* **Task instructions**
All of the data is to be set down again without any alteration.

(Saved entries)
+--

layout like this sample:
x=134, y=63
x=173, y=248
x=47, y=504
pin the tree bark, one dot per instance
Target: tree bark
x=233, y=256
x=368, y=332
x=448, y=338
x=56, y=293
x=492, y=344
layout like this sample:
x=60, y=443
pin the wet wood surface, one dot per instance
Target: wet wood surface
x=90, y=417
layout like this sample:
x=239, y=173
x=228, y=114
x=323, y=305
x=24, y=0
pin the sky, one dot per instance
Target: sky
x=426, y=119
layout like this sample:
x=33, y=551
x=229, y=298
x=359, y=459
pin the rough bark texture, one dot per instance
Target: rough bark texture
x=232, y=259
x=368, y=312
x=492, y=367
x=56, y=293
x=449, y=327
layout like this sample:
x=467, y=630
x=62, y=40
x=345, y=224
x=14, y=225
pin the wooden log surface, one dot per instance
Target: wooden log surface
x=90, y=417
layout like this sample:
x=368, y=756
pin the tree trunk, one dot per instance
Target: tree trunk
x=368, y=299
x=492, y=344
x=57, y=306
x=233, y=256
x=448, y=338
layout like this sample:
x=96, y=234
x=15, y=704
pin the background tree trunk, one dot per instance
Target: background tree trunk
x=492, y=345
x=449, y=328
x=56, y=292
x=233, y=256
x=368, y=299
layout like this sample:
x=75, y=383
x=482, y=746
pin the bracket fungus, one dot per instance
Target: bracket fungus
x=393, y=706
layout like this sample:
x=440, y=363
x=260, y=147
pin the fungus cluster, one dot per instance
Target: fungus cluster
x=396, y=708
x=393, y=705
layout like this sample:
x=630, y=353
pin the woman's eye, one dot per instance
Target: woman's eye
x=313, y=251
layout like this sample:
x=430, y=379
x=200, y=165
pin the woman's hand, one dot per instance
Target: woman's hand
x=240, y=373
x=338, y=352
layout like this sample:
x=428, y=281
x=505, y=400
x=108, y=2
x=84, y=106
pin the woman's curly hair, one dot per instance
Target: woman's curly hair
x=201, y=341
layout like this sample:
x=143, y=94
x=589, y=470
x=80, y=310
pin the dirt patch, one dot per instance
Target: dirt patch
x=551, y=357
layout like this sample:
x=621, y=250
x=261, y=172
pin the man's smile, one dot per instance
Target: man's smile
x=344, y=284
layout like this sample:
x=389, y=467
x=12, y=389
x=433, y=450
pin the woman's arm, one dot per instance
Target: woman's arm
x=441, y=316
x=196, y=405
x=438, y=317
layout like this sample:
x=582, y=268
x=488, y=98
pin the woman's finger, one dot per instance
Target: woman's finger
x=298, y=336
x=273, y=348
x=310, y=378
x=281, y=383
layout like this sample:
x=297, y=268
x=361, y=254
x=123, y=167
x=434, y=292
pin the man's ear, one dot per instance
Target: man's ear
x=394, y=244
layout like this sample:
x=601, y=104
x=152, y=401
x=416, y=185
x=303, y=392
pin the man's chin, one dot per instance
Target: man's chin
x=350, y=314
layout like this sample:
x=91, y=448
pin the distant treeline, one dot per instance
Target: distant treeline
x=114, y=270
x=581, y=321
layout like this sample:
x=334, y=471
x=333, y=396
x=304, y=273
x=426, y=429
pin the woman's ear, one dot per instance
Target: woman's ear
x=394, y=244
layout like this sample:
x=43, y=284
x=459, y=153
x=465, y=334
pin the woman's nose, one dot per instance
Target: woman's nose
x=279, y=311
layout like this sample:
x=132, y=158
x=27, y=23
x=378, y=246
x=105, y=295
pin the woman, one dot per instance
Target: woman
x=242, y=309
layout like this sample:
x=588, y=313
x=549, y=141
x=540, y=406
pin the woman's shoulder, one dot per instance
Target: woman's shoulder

+--

* **Solution for this task**
layout like this sample:
x=134, y=63
x=173, y=248
x=47, y=504
pin the tree bark, one dot per instance
Target: tree bark
x=233, y=256
x=368, y=332
x=448, y=338
x=56, y=293
x=492, y=344
layout like this sample:
x=60, y=443
pin the wet wood surface, one dot per instance
Target: wet wood surface
x=90, y=417
layout like this sample:
x=239, y=173
x=228, y=114
x=323, y=305
x=24, y=0
pin the sky, one dot per instance
Target: sky
x=426, y=119
layout like this sample:
x=33, y=551
x=229, y=298
x=359, y=459
pin the rough bark texture, one dot per instance
Target: rough bark texture
x=232, y=259
x=368, y=312
x=492, y=367
x=56, y=293
x=449, y=327
layout like this sample:
x=467, y=630
x=62, y=40
x=345, y=224
x=14, y=225
pin the wooden log surface, one dot per instance
Target: wooden log surface
x=90, y=417
layout like this sample:
x=368, y=756
pin the tree trunk, one dot per instance
Target: tree trunk
x=368, y=299
x=492, y=344
x=57, y=306
x=233, y=256
x=448, y=338
layout like this sample:
x=96, y=234
x=15, y=704
pin the background tree trunk, one dot per instance
Target: background tree trunk
x=492, y=345
x=449, y=328
x=56, y=292
x=233, y=256
x=368, y=299
layout like this sample:
x=75, y=383
x=482, y=746
pin the bracket fungus, one dot per instance
Target: bracket fungus
x=393, y=706
layout like this sample:
x=440, y=363
x=260, y=147
pin the fungus cluster, one dot per instance
Target: fungus cluster
x=396, y=708
x=393, y=705
layout like this sample:
x=630, y=353
pin the woman's eye, one dot per instance
Target: woman's eye
x=313, y=251
layout like this sample:
x=430, y=379
x=200, y=165
pin the woman's hand, one dot per instance
Target: woman's hand
x=240, y=373
x=338, y=352
layout like this sample:
x=428, y=281
x=505, y=400
x=108, y=2
x=84, y=106
pin the woman's curly hair, one dot per instance
Target: woman's curly hair
x=201, y=341
layout like this sample:
x=143, y=94
x=589, y=470
x=80, y=310
pin the dirt patch, one dot per instance
Target: dirt patch
x=551, y=357
layout like this sample:
x=621, y=250
x=261, y=172
pin the man's smile, one dot per instance
Target: man's smile
x=344, y=284
layout like this sample:
x=389, y=467
x=12, y=389
x=433, y=450
pin the woman's arm, one dot per instance
Target: woman's arm
x=441, y=316
x=196, y=405
x=438, y=317
layout like this sample:
x=582, y=268
x=488, y=98
pin the woman's finger, one dot per instance
Target: woman's finger
x=298, y=336
x=273, y=348
x=310, y=378
x=281, y=383
layout like this sample:
x=297, y=268
x=361, y=254
x=123, y=167
x=434, y=292
pin the man's ear, one dot per instance
Target: man's ear
x=394, y=244
layout like this sample:
x=601, y=104
x=152, y=401
x=416, y=185
x=303, y=392
pin the man's chin, one dot per instance
Target: man's chin
x=350, y=314
layout like this sample:
x=91, y=448
pin the distant treeline, one dot per instance
Target: distant treeline
x=114, y=270
x=581, y=321
layout like this sample:
x=334, y=471
x=333, y=396
x=304, y=273
x=426, y=429
pin the woman's ear, one dot per instance
Target: woman's ear
x=394, y=244
layout like this sample:
x=43, y=284
x=459, y=153
x=465, y=334
pin the woman's nose, one dot per instance
Target: woman's nose
x=279, y=311
layout like this sample:
x=132, y=158
x=27, y=23
x=378, y=246
x=105, y=295
pin the woman, one dot per instance
Target: woman
x=242, y=309
layout like this sample:
x=588, y=313
x=549, y=141
x=540, y=406
pin the woman's shoulder, one dot per instance
Target: woman's shoulder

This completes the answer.